My Business account was just blocked from sending mail to my mail server. Talking to the techs, this applys to all Dynamic IP addresses, the only way around it is by getting a static IP. This according to the Tech I just got off the phone with.
Can not order static IPs from tech support, have to contact business sales, which opens on monday.....
Grrrr
Kevin
Last I checked, static IP addresses drove the price of Shaw's service up over MTS's (MTS supplies 2 statics with their business accounts)... Is anyone seeing a benefit of Shaw over MTS?
-----Original Message----- From: roundtable-bounces@muug.mb.ca [mailto:roundtable-bounces@muug.mb.ca] On Behalf Of Kevin Scott Sent: Sunday, June 03, 2007 2:52 PM To: roundtable@muug.mb.ca Subject: [RndTbl] Shaw Port 25
My Business account was just blocked from sending mail to my mail server. Talking to the techs, this applys to all Dynamic IP addresses, the only way around it is by getting a static IP. This according to the Tech I just got off the phone with.
Can not order static IPs from tech support, have to contact business sales, which opens on monday.....
Grrrr
Kevin
_______________________________________________ Roundtable mailing list Roundtable@muug.mb.ca http://www.muug.mb.ca/mailman/listinfo/roundtable
On 3 Jun, Raymond J. Henry wrote:
Last I checked, static IP addresses drove the price of Shaw's service up over MTS's (MTS supplies 2 statics with their business accounts)... Is anyone seeing a benefit of Shaw over MTS?

#### [SOURCE MATERIAL]
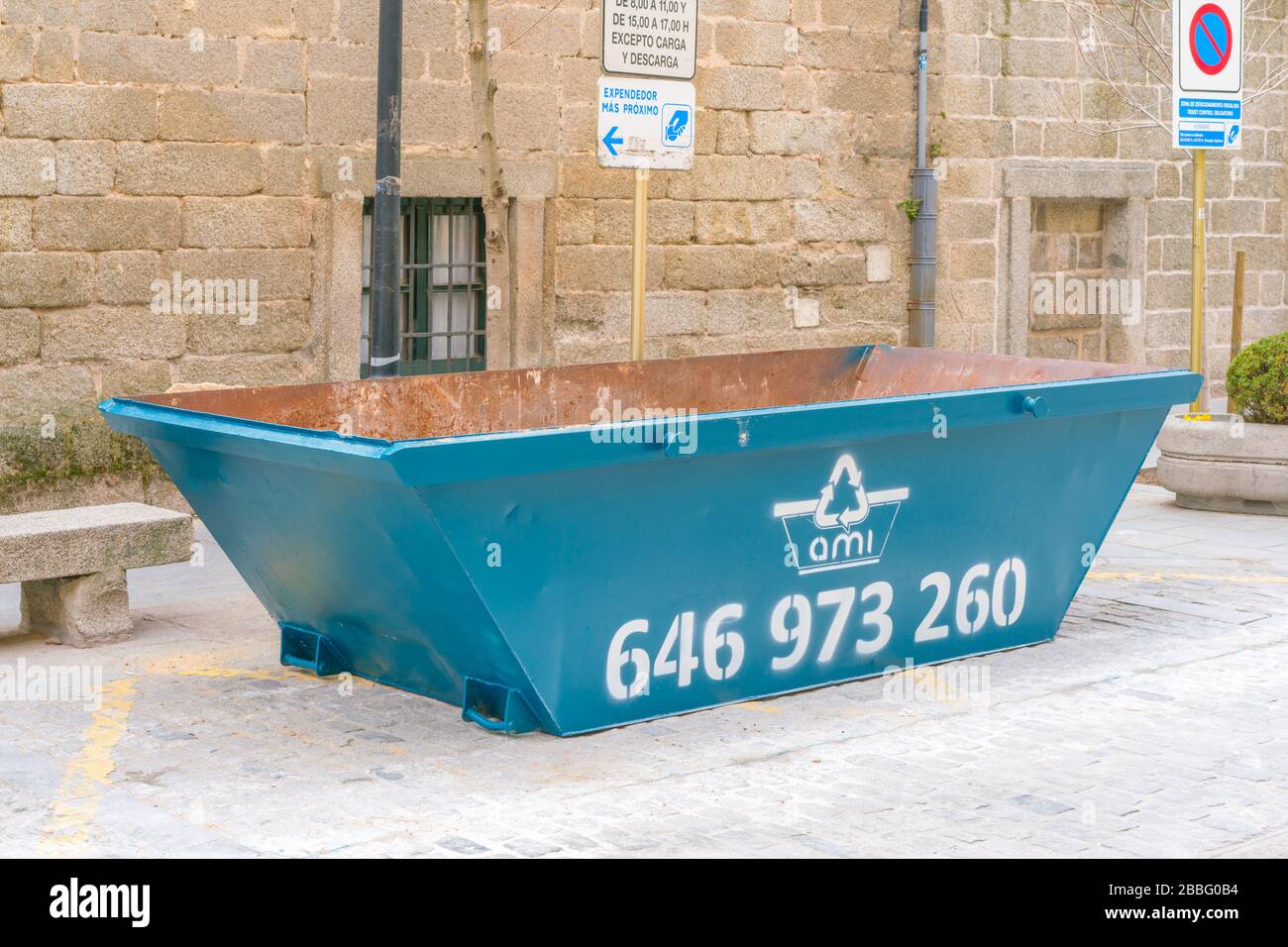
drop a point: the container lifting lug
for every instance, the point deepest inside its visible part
(1035, 406)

#### [WHAT YOU NEED TO DO]
Write out the entire mailing list thread about Shaw blocking outgoing mail on port 25, word for word and with nothing changed.

#### [TASK SOLUTION]
My Business account was just blocked from sending mail to my mail server. Talking to the techs, this applys to all Dynamic IP addresses, the only way around it is by getting a static IP. This according to the Tech I just got off the phone with.
Can not order static IPs from tech support, have to contact business sales, which opens on monday.....
Grrrr
Kevin
Last I checked, static IP addresses drove the price of Shaw's service up over MTS's (MTS supplies 2 statics with their business accounts)... Is anyone seeing a benefit of Shaw over MTS?
-----Original Message----- From: roundtable-bounces@muug.mb.ca [mailto:roundtable-bounces@muug.mb.ca] On Behalf Of Kevin Scott Sent: Sunday, June 03, 2007 2:52 PM To: roundtable@muug.mb.ca Subject: [RndTbl] Shaw Port 25
My Business account was just blocked from sending mail to my mail server. Talking to the techs, this applys to all Dynamic IP addresses, the only way around it is by getting a static IP. This according to the Tech I just got off the phone with.
Can not order static IPs from tech support, have to contact business sales, which opens on monday.....
Grrrr
Kevin
_______________________________________________ Roundtable mailing list Roundtable@muug.mb.ca http://www.muug.mb.ca/mailman/listinfo/roundtable
On 3 Jun, Raymond J. Henry wrote:
Last I checked, static IP addresses drove the price of Shaw's service up over MTS's (MTS supplies 2 statics with their business accounts)... Is anyone seeing a benefit of Shaw over MTS?